* **Extracted records**:
»»

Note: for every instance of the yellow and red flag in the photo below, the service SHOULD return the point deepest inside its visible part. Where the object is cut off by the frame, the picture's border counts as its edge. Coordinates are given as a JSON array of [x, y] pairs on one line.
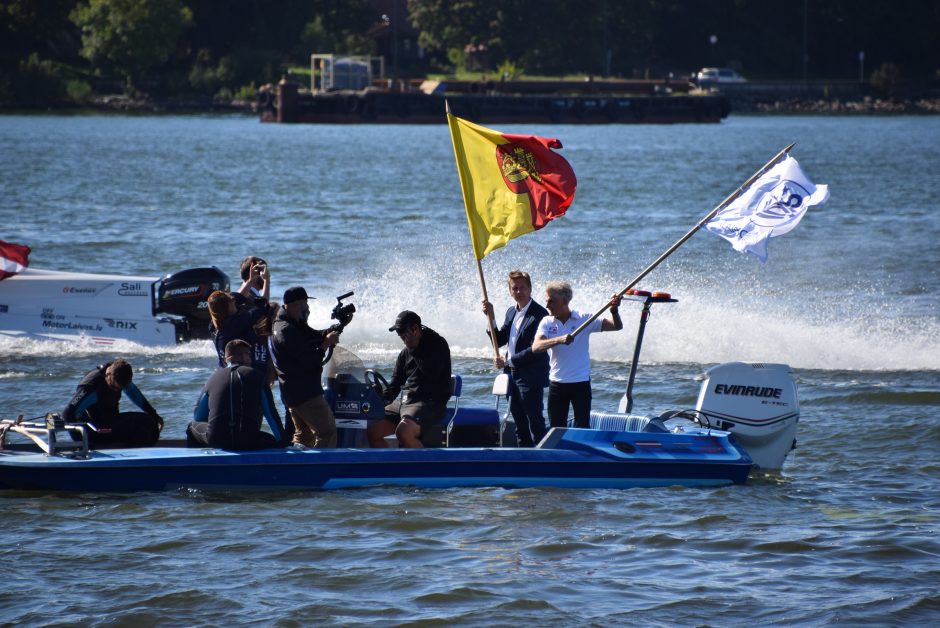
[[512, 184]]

««
»»

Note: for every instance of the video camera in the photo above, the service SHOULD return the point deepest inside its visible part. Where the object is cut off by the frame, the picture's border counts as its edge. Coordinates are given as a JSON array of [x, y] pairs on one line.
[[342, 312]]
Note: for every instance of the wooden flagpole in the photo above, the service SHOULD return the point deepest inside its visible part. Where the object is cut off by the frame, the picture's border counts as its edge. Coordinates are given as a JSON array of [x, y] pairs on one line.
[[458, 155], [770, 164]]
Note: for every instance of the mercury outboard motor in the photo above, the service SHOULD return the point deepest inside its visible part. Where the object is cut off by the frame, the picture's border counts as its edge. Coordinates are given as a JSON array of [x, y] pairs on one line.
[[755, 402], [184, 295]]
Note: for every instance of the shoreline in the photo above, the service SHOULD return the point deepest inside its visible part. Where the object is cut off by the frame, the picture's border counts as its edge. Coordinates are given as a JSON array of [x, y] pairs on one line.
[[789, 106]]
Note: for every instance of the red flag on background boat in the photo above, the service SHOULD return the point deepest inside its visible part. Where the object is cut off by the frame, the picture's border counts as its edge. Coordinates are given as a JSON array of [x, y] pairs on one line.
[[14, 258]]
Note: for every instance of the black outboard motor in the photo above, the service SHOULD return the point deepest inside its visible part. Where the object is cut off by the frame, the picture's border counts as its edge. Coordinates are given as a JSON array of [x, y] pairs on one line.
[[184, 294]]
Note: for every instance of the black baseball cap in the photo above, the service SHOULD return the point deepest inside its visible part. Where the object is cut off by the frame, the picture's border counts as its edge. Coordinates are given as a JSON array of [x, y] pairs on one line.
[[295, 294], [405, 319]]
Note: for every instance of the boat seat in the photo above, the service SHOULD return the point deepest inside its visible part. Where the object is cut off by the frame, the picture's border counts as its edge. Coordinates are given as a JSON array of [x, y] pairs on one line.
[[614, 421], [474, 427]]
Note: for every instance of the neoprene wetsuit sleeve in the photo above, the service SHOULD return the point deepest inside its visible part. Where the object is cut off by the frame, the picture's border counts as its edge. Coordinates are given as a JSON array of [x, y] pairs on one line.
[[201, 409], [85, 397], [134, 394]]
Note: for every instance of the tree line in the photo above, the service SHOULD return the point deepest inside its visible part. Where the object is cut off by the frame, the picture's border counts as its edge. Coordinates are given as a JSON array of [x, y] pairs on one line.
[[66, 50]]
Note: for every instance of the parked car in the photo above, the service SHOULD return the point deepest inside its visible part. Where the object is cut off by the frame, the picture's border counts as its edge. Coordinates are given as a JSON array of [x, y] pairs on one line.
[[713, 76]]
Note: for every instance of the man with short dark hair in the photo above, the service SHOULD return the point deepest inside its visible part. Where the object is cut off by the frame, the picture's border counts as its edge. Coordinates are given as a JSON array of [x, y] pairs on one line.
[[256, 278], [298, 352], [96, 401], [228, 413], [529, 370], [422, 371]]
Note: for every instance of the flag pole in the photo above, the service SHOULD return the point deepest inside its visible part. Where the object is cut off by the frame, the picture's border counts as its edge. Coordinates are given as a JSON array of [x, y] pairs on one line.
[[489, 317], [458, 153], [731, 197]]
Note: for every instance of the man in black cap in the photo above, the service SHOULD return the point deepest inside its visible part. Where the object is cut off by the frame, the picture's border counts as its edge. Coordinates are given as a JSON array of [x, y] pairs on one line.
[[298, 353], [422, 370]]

««
»»

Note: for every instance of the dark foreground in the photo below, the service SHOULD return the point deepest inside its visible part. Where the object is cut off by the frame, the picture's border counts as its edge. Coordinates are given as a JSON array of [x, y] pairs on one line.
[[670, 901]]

««

* **Task objective**: Reproduce verbatim the rows beginning with the line that contains "Note: for every instance of the neoprene" and continuing through the line that contains "[[201, 409], [85, 397], [134, 394]]", both included.

* **Solution**:
Note: for every instance of the neoprene wetsuit sleeve in the photo above, the service SHOULD return the point deepest inside its visible part. Where the object is cut off by the frame, the picture's border counts as its edge. Coordinates are given as a JSON array of [x, y] pairs on one line.
[[201, 409], [85, 397], [134, 394]]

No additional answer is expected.